Trump's Immigration Order Signals Sharp Departure from Other Post-WWII Presidents Commentary
Trump's Immigration Order Signals Sharp Departure from Other Post-WWII Presidents
Edited by: Kelly Cullen

JURIST Guest Columnist Margaret Hu of Washington and Lee University School of Law, discusses President Trump’s break from post-WWII precedent on refugee policy …

As “leader of the free world,” every post-World War II US President has expressed some form of public support for refugees through speeches and White House statements.

With the refugee crisis of World War II, federal immigration and refugee policymaking in the United States adopted a humanitarian dimension by necessity. By the end of World War II, there were over 40 million refugees in Europe. The millions of refugees displaced by war and persecution led to the earliest development of an intricate framework that guides refugee and asylum law internationally. It is a framework that endures today. After the global traumas of World War II, every President has expressed a commitment to participation in the development of a global migration policy that considers larger geopolitical interests and that recognizes the importance of international human rights, of which refugee policy is a part.

We are now in the midst of a refugee crisis that is worse than the refugee crisis of World War II. In 2016, the United Nations High Commissioner for Refugees reported that the number of refugees had risen to 65.3 million by the end of 2015. This reflected an increase of approximately 5.8 million refugee seekers from the prior year.

The painful memory of a xenophobic, nativist and isolationist immigration policy continues to haunt us in the United States. The United States Holocaust Memorial Museum, for instance, documents the voyage of a German transatlantic liner, the St. Louis, from Hamburg, Germany, to Havana, Cuba, in 1939. The St. Louis carried 937 passengers, nearly all European Jews fleeing the Third Reich. After Cuba denied entry to most of the passengers, they attempted to set sail to Miami, Florida, seeking refugee status from the United States. On June 6, 1939, after the United States failed to grant permission for the passengers to disembark, the St. Louis returned to Europe. Although Great Britain, France, Belgium and the Netherlands agreed to take some of the refugees aboard the St. Louis, 532 St. Louis passengers were trapped when the Nazis gained control of Europe. According to the Holocaust Museum, 278 survived the Holocaust and 254 died.

■ Written task 1:
Using the commentary, answer these:
(a) How many refugees were in Europe by the end of World War II?
(b) What refugee total did the United Nations High Commissioner for Refugees report for the end of 2015?
(c) Of the St. Louis passengers trapped when the Nazis gained control of Europe, how many survived the Holocaust?
■ Written task 2: Could you turn the commentary's paragraph beginning "The painful memory of a xenophobic" into a short list that keeps its main facts?

■ Data lines:
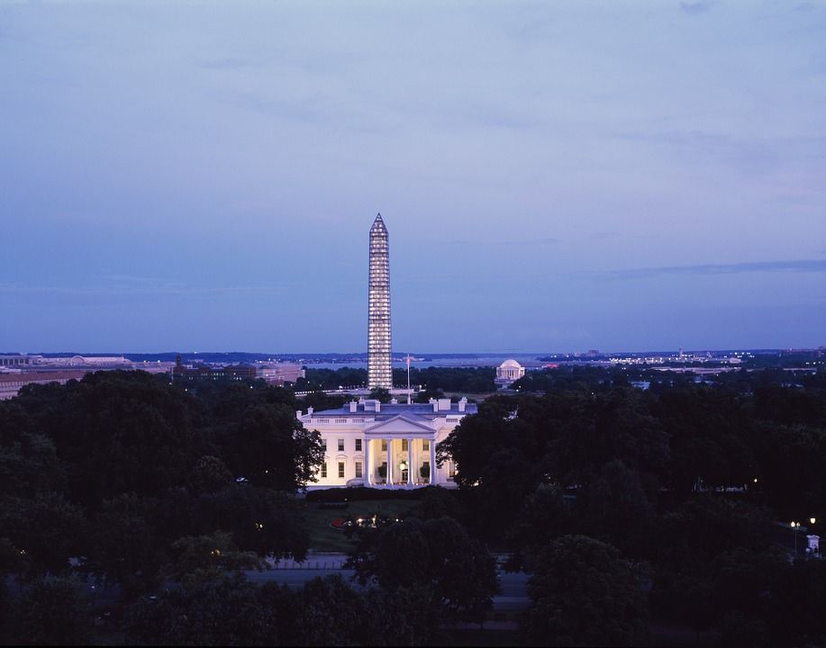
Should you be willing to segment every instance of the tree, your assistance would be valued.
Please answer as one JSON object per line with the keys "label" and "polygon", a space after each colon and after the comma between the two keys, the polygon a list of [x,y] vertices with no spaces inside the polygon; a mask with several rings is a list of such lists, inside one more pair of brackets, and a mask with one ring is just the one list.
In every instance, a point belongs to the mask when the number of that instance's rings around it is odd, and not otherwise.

■ Written reply 1:
(a) Over 40 million.
(b) 65.3 million.
(c) 278.

■ Written reply 2:
- A xenophobic, nativist and isolationist immigration policy remains a painful memory in the United States.
- The United States Holocaust Memorial Museum documents the 1939 voyage of the German liner St. Louis from Hamburg to Havana.
- The ship carried 937 passengers, nearly all European Jews fleeing the Third Reich.
- Cuba denied entry to most of them, so they tried to reach Miami to seek refugee status in the United States.
- On June 6, 1939, after the United States did not let them disembark, the St. Louis returned to Europe.
- Great Britain, France, Belgium and the Netherlands took some of the refugees.
- 532 passengers were trapped when the Nazis gained control of Europe. Of these, 278 survived the Holocaust and 254 died.